START EXCERPTED DATA

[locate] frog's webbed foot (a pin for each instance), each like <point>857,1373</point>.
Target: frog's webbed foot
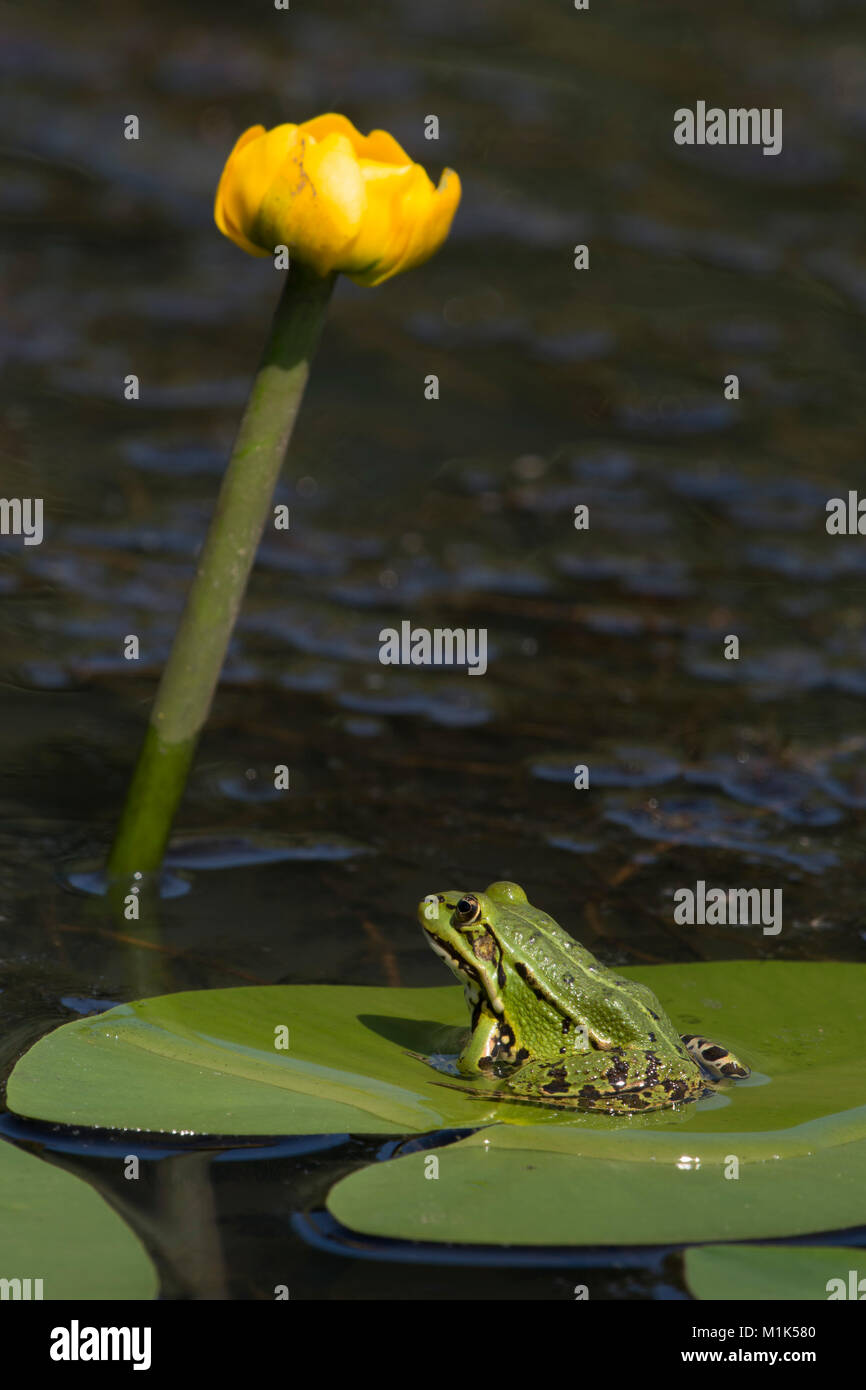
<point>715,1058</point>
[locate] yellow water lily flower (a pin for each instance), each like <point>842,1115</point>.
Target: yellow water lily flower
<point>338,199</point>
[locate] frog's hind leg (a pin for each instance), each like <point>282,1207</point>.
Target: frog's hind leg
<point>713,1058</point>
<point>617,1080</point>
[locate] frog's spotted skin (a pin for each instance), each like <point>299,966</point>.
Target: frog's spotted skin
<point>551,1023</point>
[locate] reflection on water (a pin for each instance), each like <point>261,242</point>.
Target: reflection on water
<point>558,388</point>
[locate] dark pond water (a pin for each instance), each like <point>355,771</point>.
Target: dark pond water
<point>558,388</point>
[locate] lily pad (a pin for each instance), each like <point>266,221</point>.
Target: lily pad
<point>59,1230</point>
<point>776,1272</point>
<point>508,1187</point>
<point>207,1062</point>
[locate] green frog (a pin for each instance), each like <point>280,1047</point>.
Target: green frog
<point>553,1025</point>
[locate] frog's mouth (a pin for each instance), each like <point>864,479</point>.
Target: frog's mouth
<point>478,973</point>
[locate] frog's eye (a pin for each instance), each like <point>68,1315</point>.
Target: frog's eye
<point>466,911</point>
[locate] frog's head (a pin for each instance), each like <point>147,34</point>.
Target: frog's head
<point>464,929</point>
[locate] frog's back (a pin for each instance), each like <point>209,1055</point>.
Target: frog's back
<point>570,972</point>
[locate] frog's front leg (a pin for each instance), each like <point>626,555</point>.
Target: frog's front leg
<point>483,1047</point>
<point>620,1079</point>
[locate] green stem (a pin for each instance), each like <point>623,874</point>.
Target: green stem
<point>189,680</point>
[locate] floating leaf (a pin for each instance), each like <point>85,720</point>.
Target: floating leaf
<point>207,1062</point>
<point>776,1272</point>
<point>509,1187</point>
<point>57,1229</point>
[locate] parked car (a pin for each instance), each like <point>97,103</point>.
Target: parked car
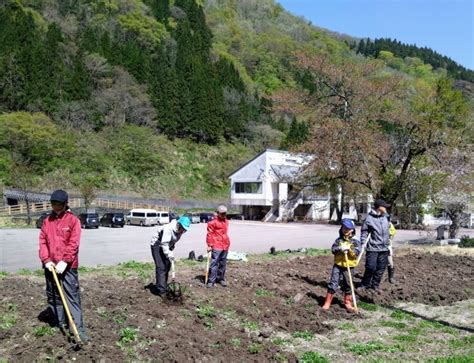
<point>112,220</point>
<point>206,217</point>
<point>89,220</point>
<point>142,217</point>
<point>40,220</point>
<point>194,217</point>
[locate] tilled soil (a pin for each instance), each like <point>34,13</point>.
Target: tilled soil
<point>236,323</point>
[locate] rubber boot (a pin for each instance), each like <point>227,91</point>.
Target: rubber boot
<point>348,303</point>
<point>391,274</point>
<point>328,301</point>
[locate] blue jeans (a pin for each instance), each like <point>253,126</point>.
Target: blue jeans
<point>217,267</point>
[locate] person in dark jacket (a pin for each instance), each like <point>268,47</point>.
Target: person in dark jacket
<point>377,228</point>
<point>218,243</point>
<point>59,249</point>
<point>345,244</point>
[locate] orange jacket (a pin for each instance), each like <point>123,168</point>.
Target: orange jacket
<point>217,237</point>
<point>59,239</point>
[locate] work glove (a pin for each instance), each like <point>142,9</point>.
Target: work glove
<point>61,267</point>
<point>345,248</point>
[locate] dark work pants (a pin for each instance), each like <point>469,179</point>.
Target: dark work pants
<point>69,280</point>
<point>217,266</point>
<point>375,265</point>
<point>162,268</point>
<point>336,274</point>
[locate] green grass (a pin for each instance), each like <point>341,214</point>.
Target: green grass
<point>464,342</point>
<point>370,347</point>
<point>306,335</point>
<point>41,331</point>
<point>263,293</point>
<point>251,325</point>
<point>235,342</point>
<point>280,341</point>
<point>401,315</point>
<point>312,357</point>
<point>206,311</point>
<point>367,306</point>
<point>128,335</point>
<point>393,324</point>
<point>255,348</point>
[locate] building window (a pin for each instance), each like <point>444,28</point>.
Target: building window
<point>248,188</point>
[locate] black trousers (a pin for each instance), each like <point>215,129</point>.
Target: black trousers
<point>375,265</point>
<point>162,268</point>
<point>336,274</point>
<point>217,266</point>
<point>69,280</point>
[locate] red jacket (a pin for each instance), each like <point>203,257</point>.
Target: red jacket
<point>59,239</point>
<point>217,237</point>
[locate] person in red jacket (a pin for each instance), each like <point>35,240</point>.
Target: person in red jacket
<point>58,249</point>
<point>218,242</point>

END EXCERPTED DATA
START EXCERPTED DATA

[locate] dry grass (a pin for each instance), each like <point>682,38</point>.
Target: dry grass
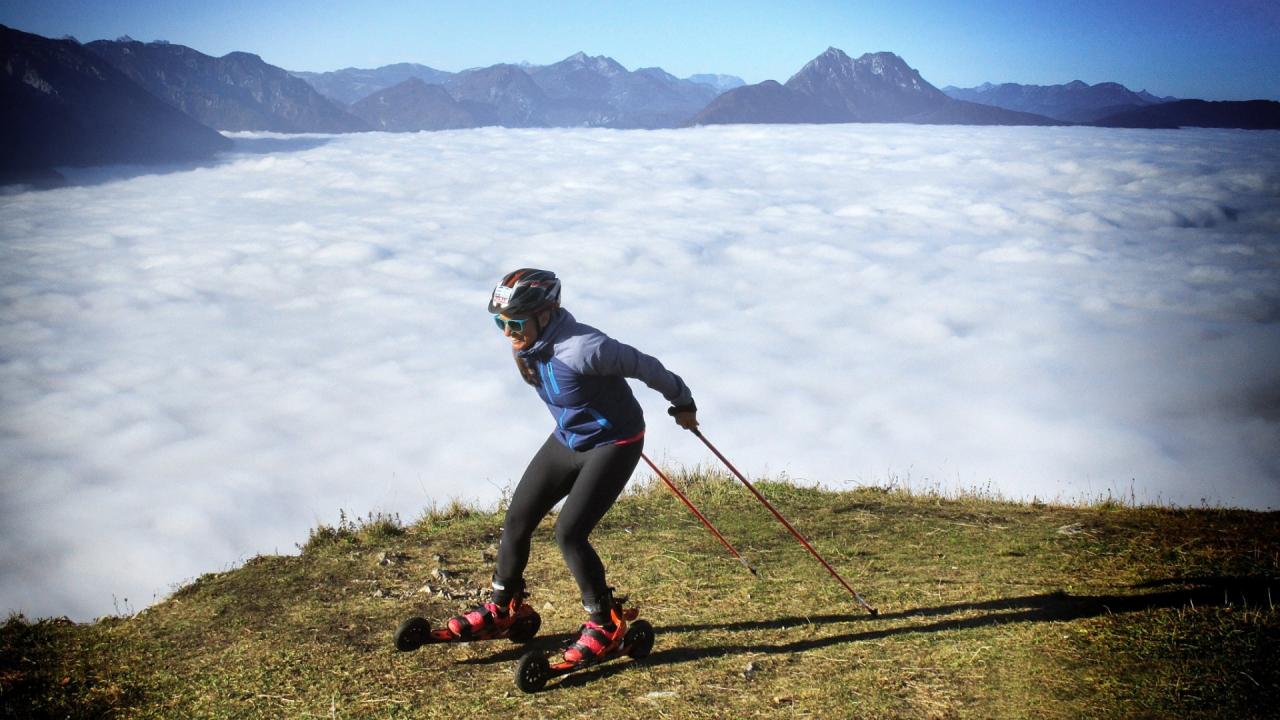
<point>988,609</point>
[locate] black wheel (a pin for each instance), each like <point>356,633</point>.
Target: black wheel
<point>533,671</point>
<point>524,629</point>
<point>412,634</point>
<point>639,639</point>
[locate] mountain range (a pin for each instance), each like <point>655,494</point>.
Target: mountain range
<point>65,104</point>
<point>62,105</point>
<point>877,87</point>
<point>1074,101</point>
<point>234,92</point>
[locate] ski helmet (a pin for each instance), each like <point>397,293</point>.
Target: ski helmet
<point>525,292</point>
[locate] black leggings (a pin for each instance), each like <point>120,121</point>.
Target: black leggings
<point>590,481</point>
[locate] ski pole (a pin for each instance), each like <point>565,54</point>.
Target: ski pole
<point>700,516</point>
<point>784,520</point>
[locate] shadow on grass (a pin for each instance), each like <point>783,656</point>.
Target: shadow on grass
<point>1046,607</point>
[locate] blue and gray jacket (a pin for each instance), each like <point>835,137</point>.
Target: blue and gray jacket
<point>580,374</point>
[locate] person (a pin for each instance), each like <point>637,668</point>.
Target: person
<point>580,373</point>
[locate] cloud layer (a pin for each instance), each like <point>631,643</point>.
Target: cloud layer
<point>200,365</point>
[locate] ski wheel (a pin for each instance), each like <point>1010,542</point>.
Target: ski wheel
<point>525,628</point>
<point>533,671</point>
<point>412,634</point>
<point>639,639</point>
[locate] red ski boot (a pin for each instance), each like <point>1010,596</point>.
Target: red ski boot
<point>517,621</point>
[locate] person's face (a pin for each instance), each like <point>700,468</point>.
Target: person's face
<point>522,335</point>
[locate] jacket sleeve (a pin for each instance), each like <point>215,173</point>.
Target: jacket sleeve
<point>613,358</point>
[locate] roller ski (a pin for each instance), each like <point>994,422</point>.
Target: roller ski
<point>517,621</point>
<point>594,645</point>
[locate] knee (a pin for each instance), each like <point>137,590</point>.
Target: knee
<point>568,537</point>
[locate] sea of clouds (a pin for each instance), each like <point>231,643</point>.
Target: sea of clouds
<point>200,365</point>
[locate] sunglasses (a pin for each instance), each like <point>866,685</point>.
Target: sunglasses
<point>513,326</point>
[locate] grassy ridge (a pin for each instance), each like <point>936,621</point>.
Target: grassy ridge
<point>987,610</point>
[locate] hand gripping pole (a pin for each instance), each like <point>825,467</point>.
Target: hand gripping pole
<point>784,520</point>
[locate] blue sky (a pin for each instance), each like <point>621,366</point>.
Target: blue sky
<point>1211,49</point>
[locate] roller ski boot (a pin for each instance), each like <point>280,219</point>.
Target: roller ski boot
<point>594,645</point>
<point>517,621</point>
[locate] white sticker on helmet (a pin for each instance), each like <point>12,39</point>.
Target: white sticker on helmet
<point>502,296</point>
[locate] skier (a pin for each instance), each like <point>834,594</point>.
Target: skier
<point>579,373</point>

END EXCERPTED DATA

# TASK DIRECTIONS
Set down, exactly as they stand above, the lines starting with the line with "Target: ski wheel" and going on through the line with "[locate] roller ski boot", and no others.

# ANSWER SECTION
Target: ski wheel
<point>525,628</point>
<point>533,671</point>
<point>412,634</point>
<point>639,639</point>
[locate] red ski boot (a pin for each instance), each like <point>1010,596</point>.
Target: red ski boot
<point>517,621</point>
[locate] person's face (a pin for each instance), each like <point>700,468</point>.
Target: person's face
<point>522,335</point>
[locate] jacket sleeve (a pin for each instance), each like <point>215,173</point>.
Target: jacket sleeve
<point>613,358</point>
[locate] roller ski (a pin for each instance), each like <point>994,422</point>.
Target: roller ski
<point>517,621</point>
<point>594,645</point>
[locate] knee (a pin for each instance), each like <point>137,590</point>.
Target: knee
<point>568,537</point>
[locate] sea of clouds (a pin for each instance), each like <point>231,643</point>.
Target: sea of clouds
<point>200,365</point>
[locate] sunglasses (a pin for each instance), each like <point>866,685</point>.
Target: sunglasses
<point>513,326</point>
[locate] grassy ridge (a pin for each instance), each like <point>936,621</point>.
Target: grassy ridge
<point>987,610</point>
[locate] hand gripping pole (a pin for each instance), each like <point>825,467</point>.
Target: hand gripping pole
<point>784,520</point>
[locate] blue sky (a pin for each instance), each like <point>621,366</point>.
Target: blue sky
<point>1211,49</point>
[locate] roller ski boot (a pin for each instance), each like <point>280,219</point>.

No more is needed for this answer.